→ **PASSAGE FOR REVIEW**
30 March — 27 May 2022

Carla Åhlander & Camilla Løw

Belmacz, London

You who have dreams born in the bone,
Who are not alone going alone,
Who cannot see where the light lies
For the flame within your eyes,
From the ends of your seas’ four ways,
Riddle me these mysteries.

 

Harriet Monroe, Quiet Music

 

Quiet pulses at once refract and conjoin the works of Carla Åhlander and Camilla Løw. Through quiet, Carla’s photographic series suspend their chosen subjects. Through quiet, the barely bare geometric forms of Camilla’s sculptural pieces take on a social-spatial energy. Presented together, for the first time, Carla Åhlander & Camilla Løw provides an occasion to comprehend the elegance of the inaudible.

 

Carla Åhlander’s (b.1966, Lund, Sweden) soft grain photographs narrate moments that echo through life, provoking in turn an inquisitive mode of  looking. In this exhibition, the tranquillity of empty rooms is illuminated in such a way as to transform our engagement with these humble spaces; to make us think of places not yet. Camilla Løw’s (b.1976, Oslo, Norway) careful compositions redefine space through their physical presence. Working with mute tones, monochrome and mirror and more, here, Camilla’s work animates the gallery’s space, our encounters with and in it, by weaving silhouettes and contours into structural rhythms.

 

Far from a meek whisper, this exhibition unites two practices that ask us to comprehend the very hum of life. And through this low frequency, how our quiet encounters with and in the world can sing anew.

Parallel World (Klavier)

Carla Åhlander, Parallel World (Klavier), 2022

pigment print on Hahnemühle photo rag , 120 x 86 cm

Installation View

Time Stopper (For Rammellzee)

Camilla Løw, Time Stopper (For Rammellzee), 2022

mirror, perspex, spray paint, rope, metal hook, string , 50 x 12 x 180 cm (variable height)

Installation View

Installation View

New Patterns

Camilla Løw, New Patterns, 2022

perspex, string , 240 x 210 cm

Parallel World

Carla Åhlander, Parallel World, 2022

pigment prints on Hahnemühle photo rag , 20 x 30 cm, 2 +1 AP

Installation View

Time Stopper (For Rammellzee)

Camilla Løw, Time Stopper (For Rammellzee), 2022

mirror, perspex, spray paint, rope, metal hook, string, 50 x 12 x 180 cm (variable height)

Time Stopper (For Rammellzee)

Camilla Løw, Time Stopper (For Rammellzee), 2022

mirror, perspex, spray paint, rope, metal hook, string , 50 x 12 x 180 cm (variable height)

New Patterns (detail)

Camilla Løw, New Patterns (detail), 2022

perspex, string, 240 x 210 cm

Installation View

On the Verge of Normality

The invisible systems we live in. The orders and the structures that society is built of — that we all belong to — and which we often take for granted. These have always been a fascination of mine. What are the purposes of differing spaces? And what effect do these purposes of spaces have on us? 

 

In previous series, I have dealt with classrooms (In the Realm of the Possible, 2003), I have explored conference rooms in municipal administrations in Berlin (Potential Areas for Projection, 2010). And for these new projects (On the Verge of Normality, 2022 and Parallel World, 2022), I have researched the purposes of communal ward spaces within psychiatric hospitals — both active and historic hospitals.

→ **SUPPLIED RECORDS**
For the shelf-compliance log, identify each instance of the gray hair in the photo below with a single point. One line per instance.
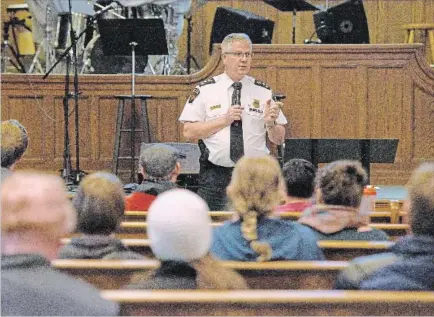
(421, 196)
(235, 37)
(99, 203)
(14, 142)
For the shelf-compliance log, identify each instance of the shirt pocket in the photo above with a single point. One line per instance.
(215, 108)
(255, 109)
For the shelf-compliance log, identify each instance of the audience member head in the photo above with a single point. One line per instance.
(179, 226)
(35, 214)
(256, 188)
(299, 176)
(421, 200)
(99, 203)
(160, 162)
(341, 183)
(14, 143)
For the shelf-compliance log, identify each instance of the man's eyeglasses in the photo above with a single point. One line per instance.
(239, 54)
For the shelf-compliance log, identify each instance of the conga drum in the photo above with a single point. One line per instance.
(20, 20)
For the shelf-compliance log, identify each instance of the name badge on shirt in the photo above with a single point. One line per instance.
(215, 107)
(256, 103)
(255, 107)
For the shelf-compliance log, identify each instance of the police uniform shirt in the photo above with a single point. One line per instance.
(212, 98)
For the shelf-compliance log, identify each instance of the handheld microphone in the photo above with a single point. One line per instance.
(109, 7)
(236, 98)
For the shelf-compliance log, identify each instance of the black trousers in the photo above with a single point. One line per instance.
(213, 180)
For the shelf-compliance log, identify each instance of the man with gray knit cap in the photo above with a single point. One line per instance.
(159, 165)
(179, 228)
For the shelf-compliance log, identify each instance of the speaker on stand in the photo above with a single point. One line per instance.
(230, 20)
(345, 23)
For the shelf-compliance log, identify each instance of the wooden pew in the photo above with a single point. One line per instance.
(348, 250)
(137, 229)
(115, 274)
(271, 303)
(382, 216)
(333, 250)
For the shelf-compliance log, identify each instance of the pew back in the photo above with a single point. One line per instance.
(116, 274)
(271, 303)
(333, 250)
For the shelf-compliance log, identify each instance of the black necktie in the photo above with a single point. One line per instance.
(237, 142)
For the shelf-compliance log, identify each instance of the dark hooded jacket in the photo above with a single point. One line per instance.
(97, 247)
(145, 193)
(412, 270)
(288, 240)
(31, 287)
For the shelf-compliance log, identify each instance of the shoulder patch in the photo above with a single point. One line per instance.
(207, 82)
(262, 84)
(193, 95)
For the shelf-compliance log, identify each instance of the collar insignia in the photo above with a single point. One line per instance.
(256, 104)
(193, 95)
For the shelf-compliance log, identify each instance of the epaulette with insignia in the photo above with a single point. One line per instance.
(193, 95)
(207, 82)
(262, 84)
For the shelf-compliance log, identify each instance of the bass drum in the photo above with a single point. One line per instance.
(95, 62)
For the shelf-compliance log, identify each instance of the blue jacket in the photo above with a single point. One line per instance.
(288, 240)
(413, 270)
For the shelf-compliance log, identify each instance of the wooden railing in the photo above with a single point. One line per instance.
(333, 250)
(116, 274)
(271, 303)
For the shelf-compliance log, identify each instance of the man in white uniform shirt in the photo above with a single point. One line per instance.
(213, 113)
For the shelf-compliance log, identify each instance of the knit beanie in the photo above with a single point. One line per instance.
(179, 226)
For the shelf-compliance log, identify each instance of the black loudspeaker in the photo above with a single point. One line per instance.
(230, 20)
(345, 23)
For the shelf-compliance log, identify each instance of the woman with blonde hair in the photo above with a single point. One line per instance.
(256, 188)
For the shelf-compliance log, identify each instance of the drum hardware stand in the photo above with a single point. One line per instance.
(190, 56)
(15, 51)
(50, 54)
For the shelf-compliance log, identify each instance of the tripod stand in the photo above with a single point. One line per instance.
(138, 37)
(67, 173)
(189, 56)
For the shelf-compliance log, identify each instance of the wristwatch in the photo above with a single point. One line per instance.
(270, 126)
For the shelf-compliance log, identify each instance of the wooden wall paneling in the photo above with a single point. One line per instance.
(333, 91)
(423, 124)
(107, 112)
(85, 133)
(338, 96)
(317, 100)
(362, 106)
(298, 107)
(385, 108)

==

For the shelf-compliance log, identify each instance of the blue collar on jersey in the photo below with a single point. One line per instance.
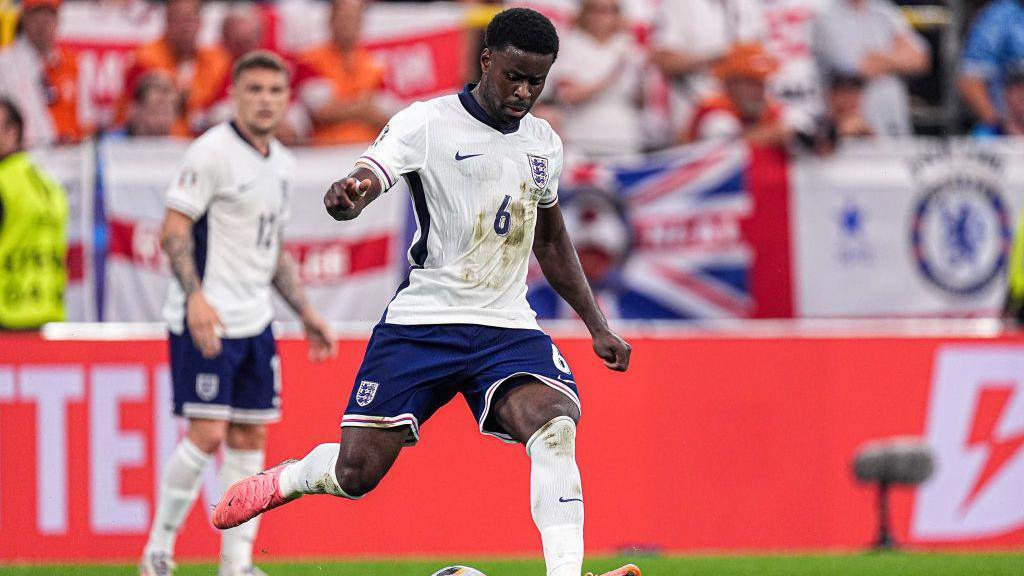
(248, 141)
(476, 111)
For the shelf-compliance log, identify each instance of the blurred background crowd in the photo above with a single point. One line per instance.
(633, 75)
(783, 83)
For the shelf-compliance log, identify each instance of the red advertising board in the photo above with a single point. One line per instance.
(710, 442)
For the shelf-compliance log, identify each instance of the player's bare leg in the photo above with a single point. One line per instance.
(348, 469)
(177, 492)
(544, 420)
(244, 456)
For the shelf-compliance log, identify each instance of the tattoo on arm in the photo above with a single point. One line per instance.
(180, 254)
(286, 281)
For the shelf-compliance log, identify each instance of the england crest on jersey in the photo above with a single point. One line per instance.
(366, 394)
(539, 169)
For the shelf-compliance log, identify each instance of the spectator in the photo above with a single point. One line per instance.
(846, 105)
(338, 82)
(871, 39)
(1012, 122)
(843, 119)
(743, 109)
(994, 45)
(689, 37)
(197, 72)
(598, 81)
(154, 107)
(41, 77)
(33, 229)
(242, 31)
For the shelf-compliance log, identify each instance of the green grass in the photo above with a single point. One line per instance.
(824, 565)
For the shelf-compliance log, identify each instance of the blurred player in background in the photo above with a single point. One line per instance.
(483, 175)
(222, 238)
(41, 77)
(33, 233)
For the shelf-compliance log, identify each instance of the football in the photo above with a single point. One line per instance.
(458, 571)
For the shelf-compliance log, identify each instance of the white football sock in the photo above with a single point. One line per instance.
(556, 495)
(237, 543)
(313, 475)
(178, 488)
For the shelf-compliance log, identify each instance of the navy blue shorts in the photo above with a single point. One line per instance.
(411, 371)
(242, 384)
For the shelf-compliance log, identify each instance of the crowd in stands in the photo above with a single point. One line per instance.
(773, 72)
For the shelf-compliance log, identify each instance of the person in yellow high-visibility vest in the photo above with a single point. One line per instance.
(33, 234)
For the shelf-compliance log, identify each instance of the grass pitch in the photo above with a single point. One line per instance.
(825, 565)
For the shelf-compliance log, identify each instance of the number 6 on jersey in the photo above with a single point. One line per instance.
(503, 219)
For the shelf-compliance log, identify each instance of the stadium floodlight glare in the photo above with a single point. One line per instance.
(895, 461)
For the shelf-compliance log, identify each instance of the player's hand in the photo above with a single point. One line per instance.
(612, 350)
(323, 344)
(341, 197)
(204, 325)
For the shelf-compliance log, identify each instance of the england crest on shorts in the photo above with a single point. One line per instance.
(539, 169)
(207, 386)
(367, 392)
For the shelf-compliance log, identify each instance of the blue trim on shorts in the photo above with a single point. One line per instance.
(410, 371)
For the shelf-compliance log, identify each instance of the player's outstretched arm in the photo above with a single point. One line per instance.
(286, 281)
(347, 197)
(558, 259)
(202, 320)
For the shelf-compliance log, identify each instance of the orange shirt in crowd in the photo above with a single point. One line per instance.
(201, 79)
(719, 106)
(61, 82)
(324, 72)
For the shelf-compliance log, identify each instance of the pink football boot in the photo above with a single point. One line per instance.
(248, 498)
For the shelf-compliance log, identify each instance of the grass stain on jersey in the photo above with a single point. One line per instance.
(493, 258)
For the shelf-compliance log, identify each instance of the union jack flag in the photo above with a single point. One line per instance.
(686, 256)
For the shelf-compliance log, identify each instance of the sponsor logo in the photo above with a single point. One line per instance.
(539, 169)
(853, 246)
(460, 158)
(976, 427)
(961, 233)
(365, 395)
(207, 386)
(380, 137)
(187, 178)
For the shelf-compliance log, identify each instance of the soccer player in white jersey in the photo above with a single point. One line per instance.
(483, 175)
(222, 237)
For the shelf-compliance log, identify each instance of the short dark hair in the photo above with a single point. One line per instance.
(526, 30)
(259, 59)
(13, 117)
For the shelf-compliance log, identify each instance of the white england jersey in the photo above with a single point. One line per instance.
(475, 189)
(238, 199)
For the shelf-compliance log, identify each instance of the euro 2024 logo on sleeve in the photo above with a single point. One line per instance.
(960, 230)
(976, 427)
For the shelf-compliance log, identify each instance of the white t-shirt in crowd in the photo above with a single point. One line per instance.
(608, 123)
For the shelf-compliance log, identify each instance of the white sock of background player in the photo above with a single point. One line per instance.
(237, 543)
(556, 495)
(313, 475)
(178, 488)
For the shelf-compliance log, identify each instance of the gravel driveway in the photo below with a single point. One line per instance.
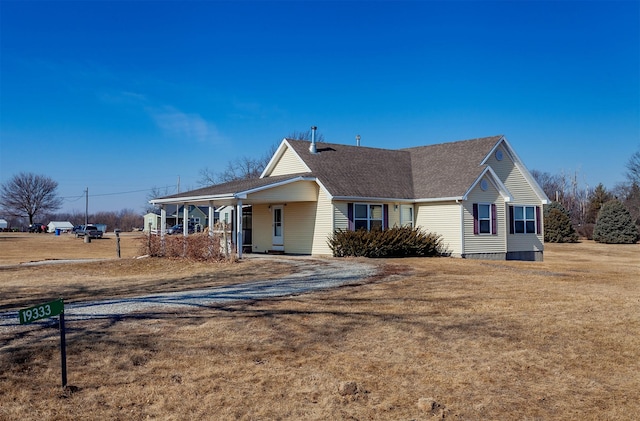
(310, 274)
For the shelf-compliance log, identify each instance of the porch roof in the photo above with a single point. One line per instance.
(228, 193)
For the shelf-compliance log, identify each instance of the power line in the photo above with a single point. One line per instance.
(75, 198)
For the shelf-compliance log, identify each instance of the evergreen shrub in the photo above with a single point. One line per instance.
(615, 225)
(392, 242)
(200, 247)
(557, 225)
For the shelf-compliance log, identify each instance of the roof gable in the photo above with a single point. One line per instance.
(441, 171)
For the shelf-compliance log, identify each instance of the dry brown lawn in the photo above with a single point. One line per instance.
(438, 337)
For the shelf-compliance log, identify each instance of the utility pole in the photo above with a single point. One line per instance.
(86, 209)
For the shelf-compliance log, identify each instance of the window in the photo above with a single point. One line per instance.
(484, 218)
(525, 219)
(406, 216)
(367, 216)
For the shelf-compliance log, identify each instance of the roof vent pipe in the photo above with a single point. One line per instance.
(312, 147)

→ **WORK TO BE COMPLETED**
Pick up the exhibition text on Carla Åhlander and Camilla Løw after its final sentence and continue it. None of the data is needed here.

→ **EXERCISE ANSWER**
 

From my research, felt and academic, the communal ward spaces and rooms within psychiatric hospitals are often set up to feel like a ‘home’ — a ‘normal home’; and aim to mimic the staging of a ‘normal life’. Lounging in these spaces, patients can, and are purportedly able to, re-acclimatise to the normal flows of life outside the hospital, following a period of treatment. 

 

Investigating the background purposes of these spaces, On the Verge of Normality and Parallel World, pay attention to the structural details of these rooms and how they can make visible differing states of life. In active hospitals, like those projected in On the Verge of Normality, these spaces convey a kind of normality; a state of normal affairs adapted from an idea of what it means to be a functional human being in a society. In the photographic prints that create the series Parallel World, these spaces for normality have been debased of their function, becoming places verging on a kind of harrow real; an erry mirror to the normality projected. 

 

With their soft chairs and strong tables, their flecking paint and sparse objects, my interest across these two series lies in the tones that distinguishes these ‘rooms for living’ from living rooms. Sitting with the small details of each site, On the Verge of Normality and Parallel World questions the consistency of normality and how this is conveyed.

 

The series of photographic images included in the exhibition, Carla Åhlander & Camilla Løw (Belmacz 2022), come from my time researching in the communal ward spaces in three English psychiatric hospitals: one in South London, another in Norwich, and one in Kent. A special thanks needs to be given to the London-based charity Hospital Rooms for their support facilitating my access to these hospitals, as well as to those whom I encountered at each.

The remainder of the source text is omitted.